### PROMPT:
Resume the article below on whether the drone strike that killed Qassem Soleimani was legal, starting right after its final sentence.
***** TEXT *****
The commander of the Iranian Revolutionary Guard’s Quds Force, General Qassem Soleimani, attends celebrations marking the 37th anniversary of the Islamic revolution on February 11, 2016 in Tehran. – Iranians waved “Death to America” banners and took selfies with a ballistic missile as they marked 37 years since the Islamic revolution, weeks after Iran finalised a nuclear deal with world powers. 

President Donald Trump’s drone strike Thursday night against Iran, killing its top military general Qassem Soleimani, is raising questions — once again — about the extent of executive authority to take military action without congressional approval.

The Pentagon was clear in its statement: the strike was directed by President Trump to “protect” U.S. personnel (i.e., an act of self-defense).

At the direction of the President, the U.S. military has taken decisive defensive action to protect U.S. personnel abroad by killing Qasem Soleimani, the head of the Iranian Revolutionary Guard Corps-Quds Force, a U.S.-designated Foreign Terrorist Organization.

At the heart of public concern is this question: was the drone strike legal? If so, on what basis? Is this really something the president was authorized to do independently, without the consent of (or even notification of) Congress?

10 U.S. Code § 127e

Given that there is no existing congressional authorization for the use of force against Iran, there are a few possibilities for where presidential authority might derive. Newsweek reported Thursday night that Pentagon sources said the strike had been authorized under 10 U.S. Code § 127e.

Legal experts and those otherwise directly familiar with the law immediately sent up alarms, noting that 10 U.S. Code § 127e is not a statute that authorizes a president to use unilateral force against a foreign nation.

Rather, it is an appropriations statute, entitled, “Support of Special Operations to Combat Terrorism.” As law professor Bobby Chesney explains, 10 U.S. Code § 127 authorizes  funding for American counterterrorism efforts. Under it, he secretary of defense can spend up to $100 million support “foreign forces, irregular forces, groups, or individuals” combating terrorism. 

Here’s what the statute says:

(a)Authority.—

The Secretary of Defense may, with the concurrence of the relevant Chief of Mission, expend up to $100,000,000 during any fiscal year to provide support to foreign forces, irregular forces, groups, or individuals engaged in supporting or facilitating ongoing military operations by United States special operations forces to combat terrorism.

(b)Funds.—

Funds for support under this section in a fiscal year shall be derived from amounts authorized to be appropriated for that fiscal year for the Department of Defense for operation and maintenance.

(c)Procedures.—

The authority in this section shall be exercised in accordance with such procedures as the Secretary shall establish for purposes of this section. The Secretary shall notify the congressional defense committees of any material modification of such procedures.

The authority of the Secretary to make funds available under this section for support of a military operation may not be delegated.

That’s followed by some reporting and logistic details about the funding. Given the plain statutory language, it is unlikely that any court would interpret 10 U.S. Code § 127e as a basis for independent presidential power.
***** RECORD EXCERPTS *****
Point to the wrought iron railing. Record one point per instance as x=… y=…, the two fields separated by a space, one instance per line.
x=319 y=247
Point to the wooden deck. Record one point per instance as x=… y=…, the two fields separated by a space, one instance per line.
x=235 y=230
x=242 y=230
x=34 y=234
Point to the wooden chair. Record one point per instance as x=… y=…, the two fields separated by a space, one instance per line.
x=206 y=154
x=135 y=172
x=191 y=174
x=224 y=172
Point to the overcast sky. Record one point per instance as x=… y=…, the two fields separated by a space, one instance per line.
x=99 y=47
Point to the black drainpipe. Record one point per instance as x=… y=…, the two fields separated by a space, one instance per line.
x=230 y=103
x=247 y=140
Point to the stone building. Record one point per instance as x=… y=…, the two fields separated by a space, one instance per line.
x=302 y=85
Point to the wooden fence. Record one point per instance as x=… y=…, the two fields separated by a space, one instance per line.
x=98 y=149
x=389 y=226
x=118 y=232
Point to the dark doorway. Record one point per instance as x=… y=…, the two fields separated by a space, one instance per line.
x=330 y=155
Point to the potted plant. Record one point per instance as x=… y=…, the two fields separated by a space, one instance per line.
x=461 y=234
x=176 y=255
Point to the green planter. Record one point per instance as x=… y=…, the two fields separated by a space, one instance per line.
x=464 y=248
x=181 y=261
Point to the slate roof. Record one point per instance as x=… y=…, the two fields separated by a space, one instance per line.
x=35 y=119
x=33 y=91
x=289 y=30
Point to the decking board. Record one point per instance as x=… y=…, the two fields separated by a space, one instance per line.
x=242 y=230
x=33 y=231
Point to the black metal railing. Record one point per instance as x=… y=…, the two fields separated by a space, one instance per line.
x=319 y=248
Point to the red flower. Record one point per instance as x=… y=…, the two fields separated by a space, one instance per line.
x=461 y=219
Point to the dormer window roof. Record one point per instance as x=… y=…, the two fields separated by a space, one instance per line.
*****
***** RECORD EXCERPTS *****
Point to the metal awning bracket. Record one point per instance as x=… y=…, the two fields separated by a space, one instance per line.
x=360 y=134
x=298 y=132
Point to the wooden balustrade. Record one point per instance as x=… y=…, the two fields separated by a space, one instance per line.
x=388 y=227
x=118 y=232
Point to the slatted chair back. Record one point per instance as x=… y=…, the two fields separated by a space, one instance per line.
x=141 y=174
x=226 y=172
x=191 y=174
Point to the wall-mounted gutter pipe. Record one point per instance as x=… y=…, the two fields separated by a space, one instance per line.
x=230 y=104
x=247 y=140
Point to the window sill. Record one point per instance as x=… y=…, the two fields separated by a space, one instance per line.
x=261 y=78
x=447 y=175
*****
***** RECORD EXCERPTS *****
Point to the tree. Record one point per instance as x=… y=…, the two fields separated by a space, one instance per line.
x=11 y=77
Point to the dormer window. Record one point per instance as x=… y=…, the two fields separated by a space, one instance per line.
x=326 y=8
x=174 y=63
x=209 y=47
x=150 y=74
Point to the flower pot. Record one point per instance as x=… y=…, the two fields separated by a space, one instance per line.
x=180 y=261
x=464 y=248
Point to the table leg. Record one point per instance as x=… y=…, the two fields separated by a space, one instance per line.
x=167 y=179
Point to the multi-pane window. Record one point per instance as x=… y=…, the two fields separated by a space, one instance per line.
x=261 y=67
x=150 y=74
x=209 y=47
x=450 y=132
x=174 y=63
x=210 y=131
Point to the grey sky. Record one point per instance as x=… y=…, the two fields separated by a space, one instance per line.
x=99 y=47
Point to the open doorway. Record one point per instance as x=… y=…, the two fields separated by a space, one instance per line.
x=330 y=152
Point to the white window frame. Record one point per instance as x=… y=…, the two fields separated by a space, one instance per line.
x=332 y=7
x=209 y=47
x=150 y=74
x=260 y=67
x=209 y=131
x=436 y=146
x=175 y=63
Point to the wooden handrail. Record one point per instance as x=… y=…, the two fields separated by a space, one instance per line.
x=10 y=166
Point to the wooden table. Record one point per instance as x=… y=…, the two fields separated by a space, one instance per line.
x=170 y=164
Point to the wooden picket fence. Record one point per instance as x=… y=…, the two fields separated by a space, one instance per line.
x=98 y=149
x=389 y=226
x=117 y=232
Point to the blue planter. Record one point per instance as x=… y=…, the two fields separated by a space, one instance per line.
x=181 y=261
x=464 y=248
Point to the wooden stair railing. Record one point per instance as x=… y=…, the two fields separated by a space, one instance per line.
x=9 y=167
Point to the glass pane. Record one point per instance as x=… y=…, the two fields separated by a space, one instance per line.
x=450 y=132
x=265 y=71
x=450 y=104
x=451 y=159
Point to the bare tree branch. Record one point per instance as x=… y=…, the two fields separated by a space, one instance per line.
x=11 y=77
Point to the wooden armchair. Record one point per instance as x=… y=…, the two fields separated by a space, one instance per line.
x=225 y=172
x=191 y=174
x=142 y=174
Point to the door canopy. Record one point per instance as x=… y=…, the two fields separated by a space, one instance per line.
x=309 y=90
*****
### TASK RESULT:
The post-9/11 AUMF

Another potential legal basis for President Trump’s authority is the 2001 or 2002 joint congressional resolution authorizing the use of military force. Referred to as the “AUMF” or the “Iraq Resolution,” it authorizes the president to use:

“necessary and appropriate force against those nations, organizations, or persons he determines planned, authorized, committed, or aided the terrorist attacks that occurred on September 11, 2001, or harbored such organizations or persons, in order to prevent any future acts of international terrorism against the United States by such nations, organizations or persons.”

The 2002 AUMF, however, was passed specifically to deal with the 9/11 terrorist attacks. Iran wasn’t implicated in those attacks. The AUMF was about al-Qaeda, the Taliban, and those in Afghanistan who enabled and harbored terrorists. Accordingly, relying on the AUMF to authorize Thursday’s military strike killing Qasem Soleimani appears quite a stretch from the AUMF’s original purpose and context. As  and of Just Security explain:

As a legal matter, the AUMF has never been construed to authorize military attacks against a foreign nation based on the fact that some al Qaeda members may be located in or transit that country, even if that is the case with Iran. In addition, the AUMF’s use of the past tense — “harbored” — suggests that it was intended to refer to those who were responsible for providing safe haven for, and otherwise assisting, those who attacked the United States on Sept. 11, 2001.

In the 20 years since the 9/11 attacks, there has not been any suggestion that the 2001 AUMF could be interpreted to authorize force against a present-day “harborer.” (Again, there is no known evidence to suggest that is what Iran is doing with al-Qaeda.)

President Trump, however, did lay some groundwork for using the 2001 AUMF as authority for military action against Iran. In April 2019, the White House published the following statement, designating the force Soleimani commanded a terrorist organization:

Today, I am formally announcing my Administration’s plan to designate Iran’s Islamic Revolutionary Guard Corps (IRGC), including its Qods Force, as a Foreign Terrorist Organization (FTO) under Section 219 of the Immigration and Nationality Act.  This unprecedented step, led by the Department of State, recognizes the reality that Iran is not only a State Sponsor of Terrorism, but that the IRGC actively participates in, finances, and promotes terrorism as a tool of statecraft.  The IRGC is the Iranian government’s primary means of directing and implementing its global terrorist campaign.

This designation will be the first time that the United States has ever named a part of another government as a FTO.  It underscores the fact that Iran’s actions are fundamentally different from those of other governments.  This action will significantly expand the scope and scale of our maximum pressure on the Iranian regime.  It makes crystal clear the risks of conducting business with, or providing support to, the IRGC.  If you are doing business with the IRGC, you will be bankrolling terrorism.

This action sends a clear message to Tehran that its support for terrorism has serious consequences.  We will continue to increase financial pressure and raise the costs on the Iranian regime for its support of terrorist activity until it abandons its malign and outlaw behavior.

Republicans and Democrats, legal issues aside, are currently arguing over the wisdom of the decision to take out the commander of a designated Foreign Terrorist Organization with American blood on his hands.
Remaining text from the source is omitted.